**Vereisten opdracht**
Herhaal woordelijk het deel van de tekst over het provinciedomein Bergelen dat opent met de woorden "De Provincie is" en sluit met "van werken is.".

**Te lezen fragment**
⁂

De Provincie is op het provinciedomein Bergelen in Wevelgem bezig met een grote uitbreiding van zes hectare bijkomende grond in totaal. De groenpool in het sterk stedelijke gebied van Wevelgem en Kortrijk is belangrijk voor de streek. Zo zal er maar liefst 1,3 hectare nieuw bos bijkomen. Het is op een stuk van dat bos dat de QD-methode toegepast zal worden. Niet helemaal dus, want 5.000 m2 krijgt een traditionele beplanting, met bomen over de hele oppervlakte van het perceel. Op die manier zal het mettertijd duidelijk worden wat de meest efficiënte manier van werken is.

⁂

[Opgeslagen items]
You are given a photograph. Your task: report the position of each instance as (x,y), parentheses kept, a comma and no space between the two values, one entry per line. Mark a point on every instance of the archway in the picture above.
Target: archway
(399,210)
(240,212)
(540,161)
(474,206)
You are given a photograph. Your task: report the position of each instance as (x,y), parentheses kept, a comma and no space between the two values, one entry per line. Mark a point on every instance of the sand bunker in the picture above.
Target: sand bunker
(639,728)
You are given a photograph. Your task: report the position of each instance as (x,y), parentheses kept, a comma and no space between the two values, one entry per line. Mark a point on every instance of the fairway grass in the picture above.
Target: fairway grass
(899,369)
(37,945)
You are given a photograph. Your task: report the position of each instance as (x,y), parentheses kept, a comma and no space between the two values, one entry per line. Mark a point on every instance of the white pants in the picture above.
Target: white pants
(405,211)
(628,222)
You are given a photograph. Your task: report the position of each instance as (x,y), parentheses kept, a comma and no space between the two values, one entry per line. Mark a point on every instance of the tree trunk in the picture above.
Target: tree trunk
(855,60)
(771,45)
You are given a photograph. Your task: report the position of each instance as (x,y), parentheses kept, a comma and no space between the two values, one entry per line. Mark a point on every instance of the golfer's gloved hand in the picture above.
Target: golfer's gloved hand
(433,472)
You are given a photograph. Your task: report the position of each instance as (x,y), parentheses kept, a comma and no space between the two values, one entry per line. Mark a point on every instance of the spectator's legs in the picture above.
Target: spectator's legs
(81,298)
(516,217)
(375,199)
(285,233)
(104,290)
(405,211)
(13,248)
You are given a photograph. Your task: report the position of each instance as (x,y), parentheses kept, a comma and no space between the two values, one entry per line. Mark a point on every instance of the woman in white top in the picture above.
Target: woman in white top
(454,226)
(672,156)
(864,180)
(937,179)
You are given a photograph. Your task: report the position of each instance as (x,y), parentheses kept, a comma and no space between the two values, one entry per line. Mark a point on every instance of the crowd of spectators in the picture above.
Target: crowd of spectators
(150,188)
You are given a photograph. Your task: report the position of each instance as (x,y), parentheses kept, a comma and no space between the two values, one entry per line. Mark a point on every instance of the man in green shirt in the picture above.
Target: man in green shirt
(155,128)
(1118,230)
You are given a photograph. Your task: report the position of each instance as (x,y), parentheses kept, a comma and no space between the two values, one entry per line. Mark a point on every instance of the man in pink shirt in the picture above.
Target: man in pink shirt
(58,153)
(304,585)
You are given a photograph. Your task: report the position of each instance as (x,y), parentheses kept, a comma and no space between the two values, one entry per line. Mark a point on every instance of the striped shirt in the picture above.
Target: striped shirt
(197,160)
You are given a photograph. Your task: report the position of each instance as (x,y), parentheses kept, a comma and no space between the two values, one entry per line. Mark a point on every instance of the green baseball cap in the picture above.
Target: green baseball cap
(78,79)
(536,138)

⁂

**Antwoord**
De Provincie is op het provinciedomein Bergelen in Wevelgem bezig met een grote uitbreiding van zes hectare bijkomende grond in totaal. De groenpool in het sterk stedelijke gebied van Wevelgem en Kortrijk is belangrijk voor de streek. Zo zal er maar liefst 1,3 hectare nieuw bos bijkomen. Het is op een stuk van dat bos dat de QD-methode toegepast zal worden. Niet helemaal dus, want 5.000 m2 krijgt een traditionele beplanting, met bomen over de hele oppervlakte van het perceel. Op die manier zal het mettertijd duidelijk worden wat de meest efficiënte manier van werken is.